_Exercise requirements_
Nothing in the records should change; write them all out exactly.

(Beginning of Data for the task)

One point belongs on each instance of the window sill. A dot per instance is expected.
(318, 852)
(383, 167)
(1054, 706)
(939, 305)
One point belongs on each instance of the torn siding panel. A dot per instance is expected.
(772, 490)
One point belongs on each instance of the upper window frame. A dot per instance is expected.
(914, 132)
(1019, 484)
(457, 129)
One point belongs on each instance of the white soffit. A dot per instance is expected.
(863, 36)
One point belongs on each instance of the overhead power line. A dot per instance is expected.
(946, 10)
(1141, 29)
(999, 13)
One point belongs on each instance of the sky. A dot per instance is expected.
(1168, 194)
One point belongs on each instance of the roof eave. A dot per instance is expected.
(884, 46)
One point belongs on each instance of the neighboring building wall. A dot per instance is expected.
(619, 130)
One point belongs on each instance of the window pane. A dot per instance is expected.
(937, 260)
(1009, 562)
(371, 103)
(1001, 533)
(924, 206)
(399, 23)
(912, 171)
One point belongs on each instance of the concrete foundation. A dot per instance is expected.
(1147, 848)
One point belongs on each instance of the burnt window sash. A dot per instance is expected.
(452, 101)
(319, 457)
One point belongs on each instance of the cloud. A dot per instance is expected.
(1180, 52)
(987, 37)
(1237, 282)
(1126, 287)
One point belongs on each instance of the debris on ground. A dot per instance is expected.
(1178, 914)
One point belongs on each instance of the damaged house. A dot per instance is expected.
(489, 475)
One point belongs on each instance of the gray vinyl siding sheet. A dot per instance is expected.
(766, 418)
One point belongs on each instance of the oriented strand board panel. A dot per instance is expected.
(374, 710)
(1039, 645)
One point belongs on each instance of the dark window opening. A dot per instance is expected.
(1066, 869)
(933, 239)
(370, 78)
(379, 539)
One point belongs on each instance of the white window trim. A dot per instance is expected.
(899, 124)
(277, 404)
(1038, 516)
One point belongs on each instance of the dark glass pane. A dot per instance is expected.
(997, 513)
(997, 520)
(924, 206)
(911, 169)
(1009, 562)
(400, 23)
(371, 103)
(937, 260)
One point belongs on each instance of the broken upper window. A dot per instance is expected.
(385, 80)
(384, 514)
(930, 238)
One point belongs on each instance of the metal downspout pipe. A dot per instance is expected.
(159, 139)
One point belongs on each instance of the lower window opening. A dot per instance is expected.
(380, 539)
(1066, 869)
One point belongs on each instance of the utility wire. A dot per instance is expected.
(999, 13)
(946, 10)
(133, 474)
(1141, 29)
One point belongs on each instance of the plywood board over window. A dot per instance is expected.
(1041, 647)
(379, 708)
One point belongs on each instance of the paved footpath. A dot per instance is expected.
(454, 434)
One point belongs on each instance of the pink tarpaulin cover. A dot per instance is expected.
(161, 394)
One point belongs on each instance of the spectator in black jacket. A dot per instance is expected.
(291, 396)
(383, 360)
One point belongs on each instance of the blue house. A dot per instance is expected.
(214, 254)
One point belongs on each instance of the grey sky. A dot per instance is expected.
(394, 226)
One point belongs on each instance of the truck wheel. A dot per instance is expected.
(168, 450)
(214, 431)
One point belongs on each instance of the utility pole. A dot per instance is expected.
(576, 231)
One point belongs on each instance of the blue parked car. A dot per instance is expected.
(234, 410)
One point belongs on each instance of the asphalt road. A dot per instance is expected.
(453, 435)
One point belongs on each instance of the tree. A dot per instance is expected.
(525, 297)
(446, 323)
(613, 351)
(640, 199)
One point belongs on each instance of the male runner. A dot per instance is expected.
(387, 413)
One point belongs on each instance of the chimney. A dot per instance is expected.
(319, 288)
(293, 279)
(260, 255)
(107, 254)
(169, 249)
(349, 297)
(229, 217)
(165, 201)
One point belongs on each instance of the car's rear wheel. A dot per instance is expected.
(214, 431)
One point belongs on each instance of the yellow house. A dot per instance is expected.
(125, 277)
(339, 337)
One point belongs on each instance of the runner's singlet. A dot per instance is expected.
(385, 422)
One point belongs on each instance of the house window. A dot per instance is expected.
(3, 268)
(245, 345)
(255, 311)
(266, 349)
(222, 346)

(End of Data for the task)

_Solution for this exercise_
One point belongs on each instance of the window sill. A dot per instance is expected.
(318, 852)
(383, 167)
(1054, 706)
(939, 305)
One point belongs on each instance of the torn siding panel. A dot per instance is expected.
(772, 490)
One point belongs on each instance of the upper window frame. A dot per instance is expected.
(914, 132)
(1019, 484)
(457, 129)
One point belongs on each instance of the white soffit. A dot per instance is expected.
(863, 36)
One point belongs on each instance of the overhead power line. A dot per instance is expected.
(946, 10)
(1141, 29)
(999, 13)
One point belongs on each instance of the sky. A dot per instance is expected.
(1168, 194)
One point belongs on each instance of the roof eave. A dot per instance is expected.
(884, 46)
One point belongs on each instance of the neighboring building wall. A dot per instance is expected.
(619, 130)
One point belongs on each instance of the window pane. A dot per instance is expected.
(937, 260)
(1009, 562)
(371, 103)
(1001, 533)
(924, 206)
(399, 23)
(912, 171)
One point belongs on each instance of the concrete foundation. A dot per instance is expected.
(1147, 848)
One point belongs on each instance of the burnt window sash. A dot per instance is expected.
(452, 101)
(319, 457)
One point belongs on each instance of the cloud. A dot per instance is expected.
(1180, 52)
(987, 37)
(1237, 282)
(1126, 287)
One point belongs on each instance of the debris on ground. A dot per instance is expected.
(1178, 914)
One point belongs on each instance of the damaged house. A dot per instance is expected.
(489, 475)
One point belongs on each instance of the gray vinyl siding sheet. A dot per instance is expected.
(766, 418)
One point belongs on each instance of the oriented strand board panel. A dot per instance is expected.
(374, 710)
(1039, 645)
One point belongs on each instance of the dark window opening. A dot per instance is expected.
(1066, 869)
(933, 239)
(370, 78)
(379, 539)
One point belongs on each instance of the white window trim. A dot per instance is expected.
(899, 124)
(277, 404)
(1038, 516)
One point belongs on each instance of the dark glass pane. A dot per instance is expected.
(997, 513)
(997, 520)
(924, 206)
(911, 169)
(1009, 562)
(400, 23)
(371, 103)
(937, 260)
One point belongs on each instance of the broken upper window. A dot per instance is expected.
(385, 80)
(384, 514)
(930, 238)
One point belongs on each instance of the metal downspout pipe. A dot per instance is expected.
(159, 139)
One point belongs on each instance of the lower window opening. A dot per instance is expected.
(380, 539)
(1066, 869)
One point belongs on each instance of the utility wire. A dot per instance is expected.
(999, 13)
(946, 10)
(133, 474)
(1141, 29)
One point belongs on each instance of the plywood board over window. A dot per instance is expected.
(1041, 647)
(379, 708)
One point belongs on each instance of the paved footpath. A dot per instance is expected.
(454, 434)
One point belongs on each instance of the pink tarpaulin cover. A dot per instance is expected.
(161, 394)
One point belongs on each instance of the spectator in black jacket. A dot per instance is expected.
(291, 396)
(383, 360)
One point belongs on each instance of the blue house. A dot per instance is expected.
(214, 254)
One point belongs on each instance of the grey sky. A dot per instance is expected.
(394, 226)
One point belongs on each instance of the truck wheel. A dot per instance is expected.
(168, 450)
(214, 431)
One point belongs on each instance of the utility pole. A dot per instance is expected.
(576, 231)
One point belongs on each instance of the blue parked car. A dot per instance is expected.
(234, 410)
One point belongs on each instance of the asphalt road. A dot per instance is expected.
(453, 435)
One point belongs on each instance of the tree. A dot per instance is expected.
(525, 297)
(446, 323)
(613, 351)
(640, 199)
One point belongs on each instance of the male runner. A dot per instance is expected.
(387, 413)
One point belongs on each instance of the chimney. A dot per instance is expected.
(319, 288)
(293, 279)
(260, 255)
(107, 254)
(169, 249)
(349, 297)
(229, 217)
(165, 201)
One point belongs on each instance of the car's rear wheel. A dot per instance is expected.
(214, 431)
One point belongs on each instance of the yellow house. A dot per instance is expected.
(125, 277)
(339, 337)
One point belongs on each instance of the runner's singlet. A dot per instance is expected.
(385, 422)
One point belongs on each instance of the house window. A dot per instance is expected.
(3, 268)
(245, 345)
(255, 311)
(266, 349)
(222, 346)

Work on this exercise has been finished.